======== Data in this exercise ========

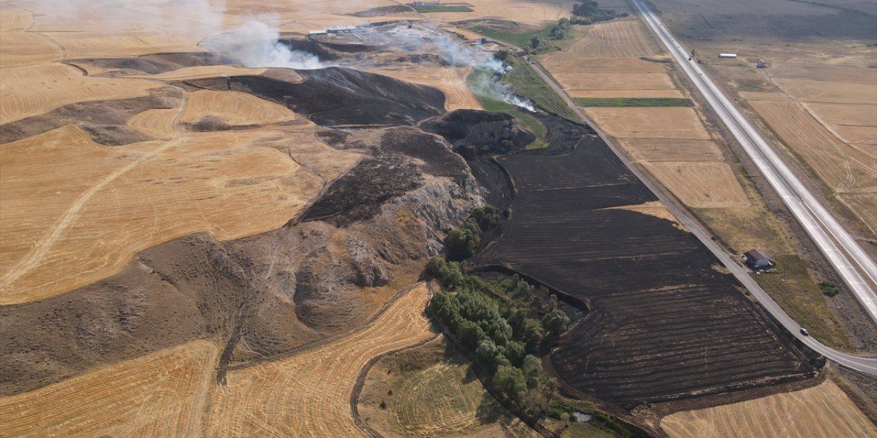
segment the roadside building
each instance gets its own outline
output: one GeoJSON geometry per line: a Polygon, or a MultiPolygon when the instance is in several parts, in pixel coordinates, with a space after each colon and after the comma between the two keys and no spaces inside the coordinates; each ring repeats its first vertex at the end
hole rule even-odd
{"type": "Polygon", "coordinates": [[[743,261],[752,271],[767,271],[776,266],[776,262],[758,250],[751,250],[744,253],[743,261]]]}

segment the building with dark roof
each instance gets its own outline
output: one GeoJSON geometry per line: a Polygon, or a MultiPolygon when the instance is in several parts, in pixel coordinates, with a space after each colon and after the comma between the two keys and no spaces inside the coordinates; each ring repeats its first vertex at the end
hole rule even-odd
{"type": "Polygon", "coordinates": [[[758,250],[751,250],[744,253],[743,261],[752,271],[767,271],[776,266],[776,262],[758,250]]]}

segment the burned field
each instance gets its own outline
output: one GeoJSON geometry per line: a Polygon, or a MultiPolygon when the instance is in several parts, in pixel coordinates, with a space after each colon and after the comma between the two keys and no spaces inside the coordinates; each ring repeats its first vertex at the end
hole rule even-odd
{"type": "Polygon", "coordinates": [[[609,209],[656,198],[602,140],[584,126],[548,124],[552,150],[498,159],[517,194],[478,261],[589,304],[544,361],[565,392],[632,409],[812,374],[693,235],[609,209]]]}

========

_Exercise prompt_. Convert the data above, starting at the line that contains "segment the burned field" and ending at the last line, into a Markdown table with the columns Row and Line. Give each line its own numbered row and leave out blank lines.

_Written response_.
| Row | Line |
|---|---|
| 1 | segment the burned field |
| 2 | each instance gets its own outline |
| 3 | output: one GeoJSON geometry per line: a Polygon, or a MultiPolygon when the instance is in several parts, in pixel coordinates, with a space after each colon and after the comma between the two keys and no spaces inside the coordinates; each ring repeats its first vertex at the end |
| 4 | hole rule even-odd |
| 5 | {"type": "Polygon", "coordinates": [[[609,209],[656,198],[602,140],[584,126],[548,124],[552,150],[498,159],[517,194],[478,261],[589,304],[544,361],[565,392],[632,409],[812,374],[693,235],[609,209]]]} |